◆ **What you have to do**
Give the entries again exactly, every one of them.

____ Data for processing

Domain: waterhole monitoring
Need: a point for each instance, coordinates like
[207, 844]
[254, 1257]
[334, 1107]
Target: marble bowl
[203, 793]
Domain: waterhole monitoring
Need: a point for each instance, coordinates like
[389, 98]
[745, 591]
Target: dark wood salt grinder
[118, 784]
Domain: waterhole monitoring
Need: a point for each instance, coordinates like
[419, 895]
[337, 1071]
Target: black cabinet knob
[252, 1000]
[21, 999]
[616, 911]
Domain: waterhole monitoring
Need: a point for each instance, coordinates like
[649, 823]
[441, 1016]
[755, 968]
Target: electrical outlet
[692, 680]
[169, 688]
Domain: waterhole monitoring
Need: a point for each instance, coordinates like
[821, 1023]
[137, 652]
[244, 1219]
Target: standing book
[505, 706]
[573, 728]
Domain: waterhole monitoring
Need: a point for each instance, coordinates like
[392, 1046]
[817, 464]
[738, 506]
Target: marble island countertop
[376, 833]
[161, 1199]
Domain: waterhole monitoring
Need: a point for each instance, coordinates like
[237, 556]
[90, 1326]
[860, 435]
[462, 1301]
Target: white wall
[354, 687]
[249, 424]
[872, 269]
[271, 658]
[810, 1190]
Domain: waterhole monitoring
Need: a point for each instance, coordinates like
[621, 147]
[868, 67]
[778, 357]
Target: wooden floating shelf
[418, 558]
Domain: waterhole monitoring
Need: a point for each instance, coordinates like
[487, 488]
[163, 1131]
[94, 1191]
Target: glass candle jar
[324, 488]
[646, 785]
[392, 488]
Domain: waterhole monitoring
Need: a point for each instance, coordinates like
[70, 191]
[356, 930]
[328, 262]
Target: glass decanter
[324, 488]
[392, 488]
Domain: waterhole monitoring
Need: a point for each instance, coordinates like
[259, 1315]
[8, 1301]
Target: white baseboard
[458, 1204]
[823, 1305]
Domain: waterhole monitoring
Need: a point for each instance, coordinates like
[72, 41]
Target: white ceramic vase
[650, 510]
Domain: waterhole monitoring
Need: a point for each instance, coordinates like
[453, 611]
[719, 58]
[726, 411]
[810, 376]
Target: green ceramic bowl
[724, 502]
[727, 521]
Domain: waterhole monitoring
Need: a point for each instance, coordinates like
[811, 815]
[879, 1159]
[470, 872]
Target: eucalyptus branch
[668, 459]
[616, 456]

________

◆ **Output below**
Domain: waterhole monitoring
Need: a point for each instance, coordinates like
[207, 844]
[254, 1257]
[334, 1107]
Target: marble bowl
[203, 793]
Domain: waterhole monitoring
Need: a point for each instance, coordinates like
[389, 98]
[745, 591]
Target: dark wood salt grinder
[118, 784]
Domain: waterhole monitoring
Need: a point for each instance, coordinates like
[419, 895]
[337, 1071]
Target: black cabinet knob
[252, 1000]
[21, 999]
[616, 911]
Domain: waterhole monitoring
Need: a point for each instance, coordinates like
[649, 823]
[441, 1016]
[755, 968]
Target: electrical outlet
[692, 680]
[169, 688]
Domain: waterhole monitoring
Need: a point for each instance, coordinates like
[821, 1023]
[137, 652]
[244, 1219]
Target: standing book
[505, 706]
[573, 728]
Domain: waterhole monitoring
Need: a point for each instance, coordinates like
[392, 1046]
[817, 464]
[738, 506]
Target: marble island countertop
[376, 833]
[161, 1199]
Domain: waterhole monitoring
Need: a point for each instance, coordinates like
[237, 556]
[90, 1326]
[860, 435]
[462, 1301]
Target: white wall
[354, 687]
[249, 424]
[872, 269]
[271, 658]
[810, 1190]
Domain: waterhole monitoring
Need: a point for each instance, coordinates like
[621, 147]
[868, 67]
[778, 357]
Target: wooden floating shelf
[418, 558]
Domain: waterhole monitoring
Need: a point for each instance, coordinates like
[487, 488]
[163, 1131]
[94, 1191]
Target: glass candle jar
[324, 488]
[646, 785]
[392, 488]
Domain: waterhole monitoring
Need: a point for each instance, coordinates like
[70, 191]
[356, 930]
[328, 262]
Target: glass decanter
[324, 488]
[392, 488]
Domain: waterhole monitoring
Need: a point for each instance, coordinates like
[259, 1315]
[8, 1301]
Target: white baseboard
[458, 1204]
[823, 1305]
Domain: waterhole monitoring
Need: a point for each instance, coordinates like
[72, 41]
Target: white ceramic vase
[650, 510]
Domain: waterhole monitoring
Need: a point for each instance, coordinates like
[453, 611]
[719, 58]
[726, 411]
[810, 376]
Target: green ceramic bowl
[724, 502]
[727, 521]
Domain: waterhole monitoring
Need: a point for each instance, coordinates like
[811, 815]
[879, 1159]
[470, 872]
Target: eucalyptus branch
[668, 459]
[616, 456]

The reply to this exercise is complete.